** START OF Data shown **
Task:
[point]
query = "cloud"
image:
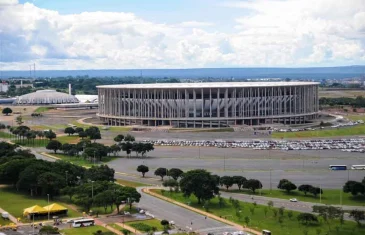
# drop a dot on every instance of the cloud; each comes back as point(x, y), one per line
point(195, 24)
point(268, 33)
point(8, 2)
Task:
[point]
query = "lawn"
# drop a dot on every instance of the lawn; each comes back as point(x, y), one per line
point(83, 231)
point(343, 131)
point(42, 109)
point(151, 223)
point(329, 196)
point(131, 183)
point(260, 221)
point(79, 160)
point(6, 135)
point(16, 202)
point(43, 142)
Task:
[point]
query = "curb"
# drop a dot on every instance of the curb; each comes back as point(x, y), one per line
point(209, 215)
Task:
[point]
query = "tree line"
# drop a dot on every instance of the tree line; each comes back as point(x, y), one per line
point(85, 187)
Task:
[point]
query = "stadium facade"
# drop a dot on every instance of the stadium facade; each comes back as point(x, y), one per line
point(201, 105)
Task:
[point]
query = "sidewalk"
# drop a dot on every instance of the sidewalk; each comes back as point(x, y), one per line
point(147, 190)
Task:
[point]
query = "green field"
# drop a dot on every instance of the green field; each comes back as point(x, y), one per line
point(83, 231)
point(42, 109)
point(131, 183)
point(343, 131)
point(6, 135)
point(43, 142)
point(151, 222)
point(258, 220)
point(329, 196)
point(16, 202)
point(79, 160)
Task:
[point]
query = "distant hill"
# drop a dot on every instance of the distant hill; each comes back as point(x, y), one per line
point(293, 73)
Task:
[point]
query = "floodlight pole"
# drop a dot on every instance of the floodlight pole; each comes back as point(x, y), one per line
point(48, 205)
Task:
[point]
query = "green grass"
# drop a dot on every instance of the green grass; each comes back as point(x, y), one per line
point(43, 142)
point(6, 135)
point(72, 139)
point(79, 160)
point(83, 231)
point(227, 129)
point(343, 131)
point(42, 109)
point(16, 202)
point(356, 117)
point(329, 196)
point(131, 183)
point(151, 222)
point(259, 221)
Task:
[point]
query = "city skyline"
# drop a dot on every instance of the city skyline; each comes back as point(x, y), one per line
point(180, 34)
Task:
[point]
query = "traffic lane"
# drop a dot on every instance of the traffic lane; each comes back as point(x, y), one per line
point(182, 217)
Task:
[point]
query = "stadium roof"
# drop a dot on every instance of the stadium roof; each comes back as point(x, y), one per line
point(46, 97)
point(208, 85)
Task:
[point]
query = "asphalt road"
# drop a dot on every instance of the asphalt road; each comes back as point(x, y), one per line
point(183, 218)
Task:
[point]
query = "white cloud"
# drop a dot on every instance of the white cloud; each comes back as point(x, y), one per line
point(8, 2)
point(273, 33)
point(195, 24)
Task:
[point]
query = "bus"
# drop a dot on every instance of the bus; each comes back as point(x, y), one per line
point(338, 167)
point(358, 167)
point(83, 223)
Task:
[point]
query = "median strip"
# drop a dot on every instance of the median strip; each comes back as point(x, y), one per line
point(209, 215)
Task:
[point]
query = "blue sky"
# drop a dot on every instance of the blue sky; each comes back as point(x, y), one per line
point(117, 34)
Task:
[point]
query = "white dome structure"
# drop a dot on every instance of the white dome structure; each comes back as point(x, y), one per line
point(46, 97)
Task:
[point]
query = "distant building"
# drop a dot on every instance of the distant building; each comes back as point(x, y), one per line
point(4, 87)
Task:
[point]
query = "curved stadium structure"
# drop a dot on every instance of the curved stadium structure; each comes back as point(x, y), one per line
point(44, 97)
point(208, 104)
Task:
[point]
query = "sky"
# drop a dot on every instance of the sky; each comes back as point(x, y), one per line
point(158, 34)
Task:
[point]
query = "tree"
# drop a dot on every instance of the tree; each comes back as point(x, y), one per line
point(227, 181)
point(54, 145)
point(50, 135)
point(7, 111)
point(45, 230)
point(82, 134)
point(305, 188)
point(175, 173)
point(119, 138)
point(69, 131)
point(306, 218)
point(162, 172)
point(358, 216)
point(200, 183)
point(79, 129)
point(253, 184)
point(354, 188)
point(239, 181)
point(143, 169)
point(104, 199)
point(129, 138)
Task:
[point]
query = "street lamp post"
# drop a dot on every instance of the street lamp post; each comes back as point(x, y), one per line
point(48, 205)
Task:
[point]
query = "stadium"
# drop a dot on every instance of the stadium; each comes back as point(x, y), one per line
point(208, 105)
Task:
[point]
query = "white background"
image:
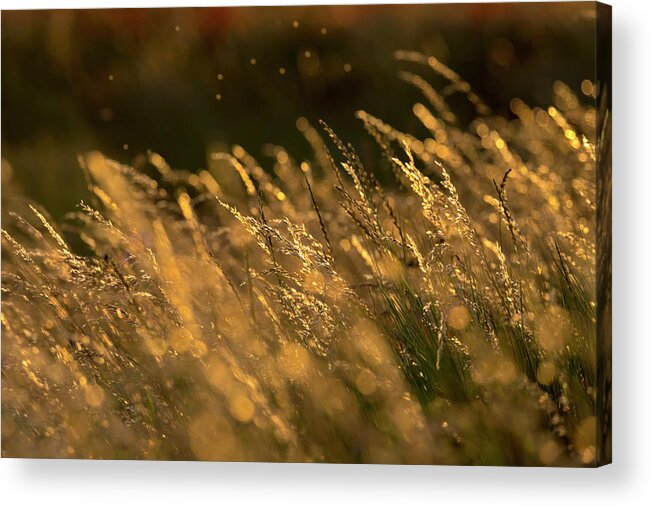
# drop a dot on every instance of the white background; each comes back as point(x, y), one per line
point(626, 482)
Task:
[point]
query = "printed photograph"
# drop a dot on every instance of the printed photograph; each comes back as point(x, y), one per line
point(372, 234)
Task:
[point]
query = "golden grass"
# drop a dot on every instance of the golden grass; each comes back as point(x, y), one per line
point(305, 312)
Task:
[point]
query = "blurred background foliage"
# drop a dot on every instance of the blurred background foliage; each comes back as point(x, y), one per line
point(185, 82)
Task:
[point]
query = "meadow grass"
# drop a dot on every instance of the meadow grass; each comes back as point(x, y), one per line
point(307, 312)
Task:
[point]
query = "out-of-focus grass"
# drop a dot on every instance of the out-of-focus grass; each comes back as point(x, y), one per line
point(306, 312)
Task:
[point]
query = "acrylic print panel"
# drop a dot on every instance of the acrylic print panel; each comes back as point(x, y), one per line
point(343, 234)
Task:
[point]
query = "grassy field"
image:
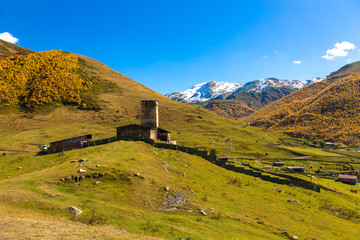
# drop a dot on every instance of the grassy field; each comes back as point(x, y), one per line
point(243, 207)
point(134, 191)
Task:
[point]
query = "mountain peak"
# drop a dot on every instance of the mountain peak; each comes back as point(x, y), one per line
point(211, 90)
point(205, 91)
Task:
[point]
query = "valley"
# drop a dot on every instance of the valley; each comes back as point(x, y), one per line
point(135, 190)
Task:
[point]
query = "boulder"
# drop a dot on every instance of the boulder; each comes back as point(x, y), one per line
point(74, 210)
point(294, 201)
point(200, 210)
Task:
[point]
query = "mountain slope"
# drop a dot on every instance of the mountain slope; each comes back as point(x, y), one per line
point(156, 192)
point(7, 49)
point(234, 100)
point(324, 110)
point(206, 91)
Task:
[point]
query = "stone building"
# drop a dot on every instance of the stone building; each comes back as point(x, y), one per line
point(149, 127)
point(68, 144)
point(348, 179)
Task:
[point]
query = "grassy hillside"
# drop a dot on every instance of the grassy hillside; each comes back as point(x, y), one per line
point(7, 49)
point(230, 108)
point(324, 110)
point(237, 206)
point(139, 191)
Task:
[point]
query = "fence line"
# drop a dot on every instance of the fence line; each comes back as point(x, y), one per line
point(255, 172)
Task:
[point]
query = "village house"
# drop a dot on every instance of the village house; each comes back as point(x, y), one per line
point(330, 145)
point(149, 127)
point(68, 144)
point(295, 169)
point(348, 179)
point(278, 164)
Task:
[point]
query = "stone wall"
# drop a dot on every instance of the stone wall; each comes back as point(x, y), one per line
point(150, 113)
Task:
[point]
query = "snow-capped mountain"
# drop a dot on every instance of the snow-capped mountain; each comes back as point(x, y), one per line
point(212, 90)
point(206, 91)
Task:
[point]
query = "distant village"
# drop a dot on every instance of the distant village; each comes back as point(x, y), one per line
point(149, 130)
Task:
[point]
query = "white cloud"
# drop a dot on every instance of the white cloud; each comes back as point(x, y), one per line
point(340, 50)
point(6, 36)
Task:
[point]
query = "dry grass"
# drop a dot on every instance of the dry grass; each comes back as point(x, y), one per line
point(32, 226)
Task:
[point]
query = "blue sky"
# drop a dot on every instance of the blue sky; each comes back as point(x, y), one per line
point(171, 45)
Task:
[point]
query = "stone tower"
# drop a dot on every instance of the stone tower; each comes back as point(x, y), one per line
point(150, 113)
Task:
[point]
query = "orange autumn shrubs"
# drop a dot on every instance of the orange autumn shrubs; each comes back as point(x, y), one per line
point(40, 78)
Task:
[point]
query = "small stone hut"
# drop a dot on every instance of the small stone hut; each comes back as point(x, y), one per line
point(348, 179)
point(295, 169)
point(69, 144)
point(149, 127)
point(278, 164)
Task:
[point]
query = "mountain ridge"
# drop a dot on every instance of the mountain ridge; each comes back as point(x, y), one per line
point(326, 110)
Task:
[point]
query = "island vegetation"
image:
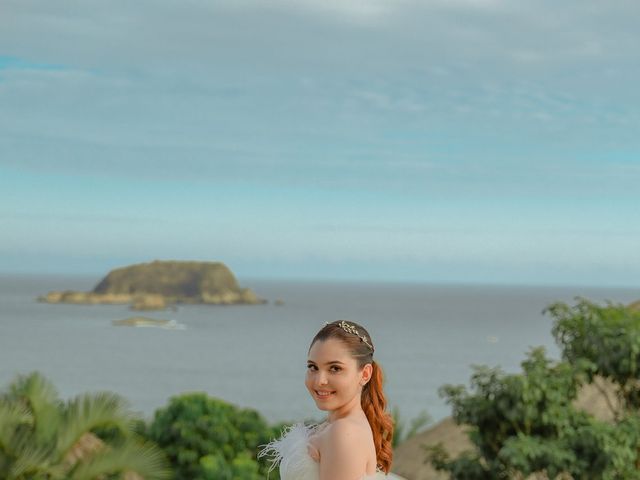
** END OF Data shown **
## Goal
Report every line above that contains the word "shrubs", copying each such line in full.

## Reply
query = "orange autumn shrubs"
# drop a dot on every instance of the orange autumn shrubs; each comes back as point(x, y), one per line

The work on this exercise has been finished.